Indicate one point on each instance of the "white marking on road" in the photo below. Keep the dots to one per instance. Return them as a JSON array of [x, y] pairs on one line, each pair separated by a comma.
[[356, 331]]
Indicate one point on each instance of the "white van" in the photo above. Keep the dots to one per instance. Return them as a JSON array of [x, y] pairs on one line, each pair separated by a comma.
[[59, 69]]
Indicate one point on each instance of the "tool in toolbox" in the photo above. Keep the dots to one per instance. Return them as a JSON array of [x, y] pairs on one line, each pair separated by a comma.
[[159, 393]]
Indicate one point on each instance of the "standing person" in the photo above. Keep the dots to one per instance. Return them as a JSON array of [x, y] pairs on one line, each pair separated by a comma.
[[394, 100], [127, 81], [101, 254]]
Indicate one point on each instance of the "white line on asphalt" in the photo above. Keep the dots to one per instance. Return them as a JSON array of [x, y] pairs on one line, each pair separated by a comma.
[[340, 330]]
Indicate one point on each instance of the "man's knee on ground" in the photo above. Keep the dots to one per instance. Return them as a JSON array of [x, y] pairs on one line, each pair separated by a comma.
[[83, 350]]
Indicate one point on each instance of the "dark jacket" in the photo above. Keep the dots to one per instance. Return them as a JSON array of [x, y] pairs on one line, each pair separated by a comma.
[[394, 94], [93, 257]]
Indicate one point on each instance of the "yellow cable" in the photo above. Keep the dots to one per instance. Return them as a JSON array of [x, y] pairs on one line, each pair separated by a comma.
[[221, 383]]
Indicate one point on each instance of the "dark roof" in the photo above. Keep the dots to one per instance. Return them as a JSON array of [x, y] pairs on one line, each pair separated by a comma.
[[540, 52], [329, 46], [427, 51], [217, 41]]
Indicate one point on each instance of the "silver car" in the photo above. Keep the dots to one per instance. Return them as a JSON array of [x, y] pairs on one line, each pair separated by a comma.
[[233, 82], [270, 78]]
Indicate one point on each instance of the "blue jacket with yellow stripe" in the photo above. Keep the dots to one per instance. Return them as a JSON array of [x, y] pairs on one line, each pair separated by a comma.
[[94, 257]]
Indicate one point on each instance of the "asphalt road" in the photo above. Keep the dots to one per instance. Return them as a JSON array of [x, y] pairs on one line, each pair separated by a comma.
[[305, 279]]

++++++++++

### Stated task
Your task is to transcribe the listing above in full, exactly as given.

### Full output
Indicate one point on each instance of the "white marking on road" in the photo below. Keep the dots to one per instance. Return them as a JSON array of [x, y] pairs on one line, each pair separated by a comma.
[[356, 331]]
Indicate one point on each instance of the "white van" in the photo above. Keep the dots to one per instance. Return them as a JSON array of [x, y] pairs on one line, each pair separated by a comma.
[[59, 69]]
Indicate one point on each instance of the "tool in toolbox" in the photo above. Keep the dots to one per instance. Return them as a JSON array of [x, y] pairs on one line, each pair separated by a comma.
[[159, 393]]
Indicate one point on each instance of the "standing person" in the photo above. Keep the dots to one per instance. Return them as a JSON array of [x, y] pairs on one line, each pair separated by a comma.
[[394, 100], [127, 81], [101, 254]]
Indicate one point on each instance of the "white line on asphalt" in the photo above. Keep the dots to one per instance. Return them as a JSON array of [x, y] pairs on one line, each pair separated by a comma.
[[340, 330]]
Indicate one point on each instance of the "man's knee on ground" in the photo above. Keep the dots to one per instance. Return them as a JSON array of [x, y] pairs on one line, each pair separated by a comma.
[[83, 350]]
Indicate one point on each instance of the "dark jacket" in the photo above. Keep the dots to one per instance. Return them as a JSON array of [x, y] pairs on one line, each pair separated by a comma.
[[394, 94], [93, 257]]
Indicate one point on each instance of the "yellow cable" in the photo above. Keep the dots to one per instance. Return them as a JSON array of [x, y] pairs on one line, each pair separated by a comma.
[[221, 383]]
Indicate one point on each instance of the "dark roof" in the photo above. Keep the dots to one per instance. Return them as a JSON array of [x, y] pairs on one line, each pair separated by a comma.
[[540, 52], [329, 46], [427, 51], [217, 41]]
Indicate one point on each instance of the "silver car" in the photo above. Keep the dots to one per instance. Return them as a JSON array of [x, y] pairs on one line, each pair separated by a comma.
[[233, 82], [270, 78]]
Indicate one point on each instance of the "blue jacket with yellow stripe" in the photo above. Keep the dots to one per instance. Return them as a JSON array of [x, y] pairs on one line, each pair separated by a comma.
[[94, 257]]
Indicate one point on each instance of the "asphalt road" in the photo above. Keep the dots to one per instance. Return them as a JSON array of [x, y] pairs on one line, each pair separated by a comma.
[[305, 279]]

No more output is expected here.